[Start Given data]

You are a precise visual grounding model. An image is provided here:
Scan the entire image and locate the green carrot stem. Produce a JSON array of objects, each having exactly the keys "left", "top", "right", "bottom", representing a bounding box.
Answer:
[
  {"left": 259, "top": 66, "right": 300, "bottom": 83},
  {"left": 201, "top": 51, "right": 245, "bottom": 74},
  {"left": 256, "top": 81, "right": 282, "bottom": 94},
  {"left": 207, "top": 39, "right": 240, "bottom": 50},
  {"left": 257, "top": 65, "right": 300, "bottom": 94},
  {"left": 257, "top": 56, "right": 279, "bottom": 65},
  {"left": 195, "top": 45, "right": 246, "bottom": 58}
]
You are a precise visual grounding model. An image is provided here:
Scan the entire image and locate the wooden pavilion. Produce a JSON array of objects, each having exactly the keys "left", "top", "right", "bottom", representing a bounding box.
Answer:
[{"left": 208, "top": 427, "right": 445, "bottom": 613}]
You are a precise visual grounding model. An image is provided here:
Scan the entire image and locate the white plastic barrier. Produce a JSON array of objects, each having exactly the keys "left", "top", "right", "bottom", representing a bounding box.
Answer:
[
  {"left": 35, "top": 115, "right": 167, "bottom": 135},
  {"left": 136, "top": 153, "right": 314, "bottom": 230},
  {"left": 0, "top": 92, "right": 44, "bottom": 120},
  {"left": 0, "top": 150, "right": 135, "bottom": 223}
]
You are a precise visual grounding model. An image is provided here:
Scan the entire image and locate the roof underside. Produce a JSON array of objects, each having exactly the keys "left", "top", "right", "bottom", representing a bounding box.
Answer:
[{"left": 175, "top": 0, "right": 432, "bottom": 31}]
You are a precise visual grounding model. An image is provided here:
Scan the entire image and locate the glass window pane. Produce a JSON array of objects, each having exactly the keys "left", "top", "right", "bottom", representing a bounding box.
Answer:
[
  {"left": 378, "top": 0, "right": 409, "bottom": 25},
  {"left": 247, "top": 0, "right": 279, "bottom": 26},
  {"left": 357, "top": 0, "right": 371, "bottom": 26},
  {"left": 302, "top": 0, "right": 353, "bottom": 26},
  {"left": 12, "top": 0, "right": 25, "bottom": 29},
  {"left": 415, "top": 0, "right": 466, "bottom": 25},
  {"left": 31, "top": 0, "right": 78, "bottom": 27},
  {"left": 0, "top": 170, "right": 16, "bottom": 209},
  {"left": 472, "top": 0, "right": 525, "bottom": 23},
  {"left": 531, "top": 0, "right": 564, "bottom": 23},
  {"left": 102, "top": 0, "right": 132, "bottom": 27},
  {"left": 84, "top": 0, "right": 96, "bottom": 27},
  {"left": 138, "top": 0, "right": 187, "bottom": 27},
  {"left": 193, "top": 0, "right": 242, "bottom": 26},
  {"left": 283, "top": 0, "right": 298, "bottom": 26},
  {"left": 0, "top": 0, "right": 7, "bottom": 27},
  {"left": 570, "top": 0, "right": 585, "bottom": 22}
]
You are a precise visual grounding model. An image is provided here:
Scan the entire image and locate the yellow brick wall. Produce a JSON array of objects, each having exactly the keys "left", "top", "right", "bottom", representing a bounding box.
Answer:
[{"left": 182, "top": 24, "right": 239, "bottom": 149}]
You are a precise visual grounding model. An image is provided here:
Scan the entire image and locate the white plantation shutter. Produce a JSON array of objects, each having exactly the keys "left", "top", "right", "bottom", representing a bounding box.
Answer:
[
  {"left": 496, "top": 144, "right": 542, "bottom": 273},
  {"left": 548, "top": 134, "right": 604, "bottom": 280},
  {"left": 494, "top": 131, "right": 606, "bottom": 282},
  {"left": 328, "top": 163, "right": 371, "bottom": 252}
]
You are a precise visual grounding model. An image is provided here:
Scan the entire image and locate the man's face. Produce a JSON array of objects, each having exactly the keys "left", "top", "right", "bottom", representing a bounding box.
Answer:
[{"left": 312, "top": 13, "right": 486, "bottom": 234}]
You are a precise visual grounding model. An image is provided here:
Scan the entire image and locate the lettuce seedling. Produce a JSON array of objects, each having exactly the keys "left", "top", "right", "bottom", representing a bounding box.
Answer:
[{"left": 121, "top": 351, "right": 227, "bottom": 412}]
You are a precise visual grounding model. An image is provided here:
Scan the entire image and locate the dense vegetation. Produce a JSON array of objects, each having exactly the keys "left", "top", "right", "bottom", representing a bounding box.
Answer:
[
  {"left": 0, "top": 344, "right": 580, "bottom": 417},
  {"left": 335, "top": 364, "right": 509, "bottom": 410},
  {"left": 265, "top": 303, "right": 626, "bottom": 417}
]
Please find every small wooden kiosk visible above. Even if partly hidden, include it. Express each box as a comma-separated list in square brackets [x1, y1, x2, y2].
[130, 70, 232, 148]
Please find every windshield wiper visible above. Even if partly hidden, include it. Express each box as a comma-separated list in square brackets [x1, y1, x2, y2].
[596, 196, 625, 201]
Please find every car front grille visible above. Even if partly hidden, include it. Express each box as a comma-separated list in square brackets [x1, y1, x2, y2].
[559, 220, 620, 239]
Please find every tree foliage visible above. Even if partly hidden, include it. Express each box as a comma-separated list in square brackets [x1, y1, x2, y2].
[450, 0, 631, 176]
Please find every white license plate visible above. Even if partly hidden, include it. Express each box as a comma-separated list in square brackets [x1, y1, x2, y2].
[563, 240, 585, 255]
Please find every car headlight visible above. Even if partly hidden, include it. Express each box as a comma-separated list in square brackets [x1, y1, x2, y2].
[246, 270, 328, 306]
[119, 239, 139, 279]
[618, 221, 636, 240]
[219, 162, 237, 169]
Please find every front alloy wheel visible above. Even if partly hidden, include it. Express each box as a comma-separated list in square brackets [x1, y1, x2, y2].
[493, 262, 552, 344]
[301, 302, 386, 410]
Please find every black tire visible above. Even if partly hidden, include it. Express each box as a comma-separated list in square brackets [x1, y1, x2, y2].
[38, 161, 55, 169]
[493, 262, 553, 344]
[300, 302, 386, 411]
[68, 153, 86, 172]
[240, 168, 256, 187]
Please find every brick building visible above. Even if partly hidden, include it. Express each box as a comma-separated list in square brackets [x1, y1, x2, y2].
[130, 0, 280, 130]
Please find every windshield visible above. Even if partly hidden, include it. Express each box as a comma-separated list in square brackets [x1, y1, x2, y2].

[End Given data]

§ Exercise directions
Extract every line above and reproduce each one verbatim, in its original order.

§ Exercise solution
You are a precise visual grounding model. An image is provided here:
Scan the entire image and locate the green carrot stem. Produce a JSON array of objects, each having exactly the keys "left", "top", "right", "bottom", representing a bounding box.
Answer:
[
  {"left": 259, "top": 66, "right": 300, "bottom": 83},
  {"left": 201, "top": 51, "right": 245, "bottom": 74},
  {"left": 256, "top": 81, "right": 282, "bottom": 94},
  {"left": 207, "top": 39, "right": 240, "bottom": 50},
  {"left": 257, "top": 65, "right": 300, "bottom": 94},
  {"left": 257, "top": 56, "right": 279, "bottom": 65},
  {"left": 195, "top": 45, "right": 246, "bottom": 58}
]
You are a precise visual grounding model. An image is provided here:
Scan the entire image and locate the wooden pavilion. Produce a JSON array of objects, each having exactly the keys "left", "top", "right", "bottom", representing a bounding box.
Answer:
[{"left": 208, "top": 427, "right": 445, "bottom": 613}]
You are a precise visual grounding model. An image is provided here:
Scan the entire image and locate the white plastic barrier. Produce a JSON array of objects, each having exactly the keys "left", "top", "right", "bottom", representing a bounding box.
Answer:
[
  {"left": 35, "top": 115, "right": 167, "bottom": 135},
  {"left": 136, "top": 153, "right": 314, "bottom": 230},
  {"left": 0, "top": 92, "right": 44, "bottom": 120},
  {"left": 0, "top": 150, "right": 135, "bottom": 223}
]
You are a precise visual grounding model. An image is provided here:
Scan the entire image and locate the roof underside. Produce a JSON array of objects, each having exactly the keys "left", "top", "right", "bottom", representing a bounding box.
Answer:
[{"left": 175, "top": 0, "right": 432, "bottom": 31}]
You are a precise visual grounding model. An image is provided here:
Scan the entire image and locate the glass window pane. Produce a JSON array of objects, each having exactly the keys "left", "top", "right", "bottom", representing a bounding box.
Answer:
[
  {"left": 378, "top": 0, "right": 409, "bottom": 25},
  {"left": 247, "top": 0, "right": 279, "bottom": 26},
  {"left": 357, "top": 0, "right": 371, "bottom": 26},
  {"left": 302, "top": 0, "right": 353, "bottom": 26},
  {"left": 12, "top": 0, "right": 25, "bottom": 29},
  {"left": 415, "top": 0, "right": 466, "bottom": 25},
  {"left": 31, "top": 0, "right": 78, "bottom": 27},
  {"left": 0, "top": 170, "right": 16, "bottom": 209},
  {"left": 472, "top": 0, "right": 525, "bottom": 23},
  {"left": 531, "top": 0, "right": 564, "bottom": 23},
  {"left": 102, "top": 0, "right": 132, "bottom": 27},
  {"left": 84, "top": 0, "right": 96, "bottom": 27},
  {"left": 138, "top": 0, "right": 187, "bottom": 27},
  {"left": 193, "top": 0, "right": 242, "bottom": 26},
  {"left": 283, "top": 0, "right": 298, "bottom": 26},
  {"left": 0, "top": 0, "right": 7, "bottom": 27},
  {"left": 570, "top": 0, "right": 585, "bottom": 22}
]
You are a precise visual grounding model. An image is provided here:
Scan the entire image and locate the yellow brick wall. Produce a JSON array of objects, each having exactly the keys "left", "top", "right", "bottom", representing a bounding box.
Answer:
[{"left": 182, "top": 24, "right": 239, "bottom": 149}]
You are a precise visual grounding model. An image is provided here:
Scan the entire image and locate the white plantation shutter. Produce a JSON array of objects, each having exactly the keys "left", "top", "right", "bottom", representing a bounding box.
Answer:
[
  {"left": 496, "top": 144, "right": 542, "bottom": 273},
  {"left": 548, "top": 134, "right": 604, "bottom": 280},
  {"left": 494, "top": 131, "right": 606, "bottom": 282},
  {"left": 328, "top": 163, "right": 371, "bottom": 252}
]
You are a precise visual grounding model. An image is provided here:
Scan the entire image and locate the man's face. Produce a JSON array of objects, each having exactly the keys "left", "top", "right", "bottom", representing a bounding box.
Answer:
[{"left": 312, "top": 13, "right": 486, "bottom": 234}]
You are a precise visual grounding model. An image is provided here:
Scan the entire image and locate the lettuce seedling. Produce a JSON array of objects, each having exactly the keys "left", "top", "right", "bottom", representing a bounding box.
Answer:
[{"left": 121, "top": 351, "right": 227, "bottom": 412}]
You are a precise visual grounding model. An image is provided here:
Scan the entire image and locate the dense vegetation. Produce a JSON array of objects, each having exactly the keys "left", "top", "right", "bottom", representing a bounding box.
Answer:
[
  {"left": 0, "top": 344, "right": 580, "bottom": 417},
  {"left": 335, "top": 364, "right": 509, "bottom": 410},
  {"left": 265, "top": 303, "right": 626, "bottom": 417}
]
Please find every small wooden kiosk visible above. Even if partly hidden, include it. Express each box as a comma-separated list in square brackets [x1, y1, x2, y2].
[130, 70, 232, 148]
Please find every windshield wiper visible above. Even if partly hidden, include it. Express each box as a comma-separated list in square brackets [x1, y1, x2, y2].
[596, 196, 625, 201]
Please find every car front grille visible above. Even if partly hidden, include it. Express each box as a comma-separated list in square brackets [x1, y1, x2, y2].
[559, 220, 620, 239]
Please find every tree foliage visible above. Even if partly hidden, include it. Express each box as a comma-separated list in square brackets [x1, y1, x2, y2].
[450, 0, 631, 176]
Please find every white license plate visible above. Even if partly hidden, include it. Express each box as a comma-separated list in square brackets [x1, y1, x2, y2].
[563, 240, 585, 255]
Please find every car headlight visible above. Even if partly hidden, include it. Express each box as a comma-separated list in square brackets [x1, y1, x2, y2].
[246, 270, 328, 306]
[119, 239, 139, 279]
[618, 221, 636, 240]
[219, 162, 237, 169]
Please find every front alloy wheel visible above. Even if partly hidden, include it. Express each box as a comma-separated list in square brackets [x1, y1, x2, y2].
[493, 262, 552, 344]
[301, 302, 386, 410]
Please find every black tire visible above. Even if partly hidden, include it. Express each box as a comma-separated list in square brackets [x1, y1, x2, y2].
[38, 161, 55, 169]
[493, 262, 553, 344]
[300, 302, 386, 411]
[68, 153, 86, 172]
[240, 168, 256, 187]
Please find every brick building visible above. Even if partly hidden, include it. Express each box as a comma-separated list in square brackets [x1, y1, x2, y2].
[130, 0, 280, 130]
Please find every windshield visible above. Even if partly hidden, include it. Express each box as a comma-separated list in square brackets [x1, y1, x2, y2].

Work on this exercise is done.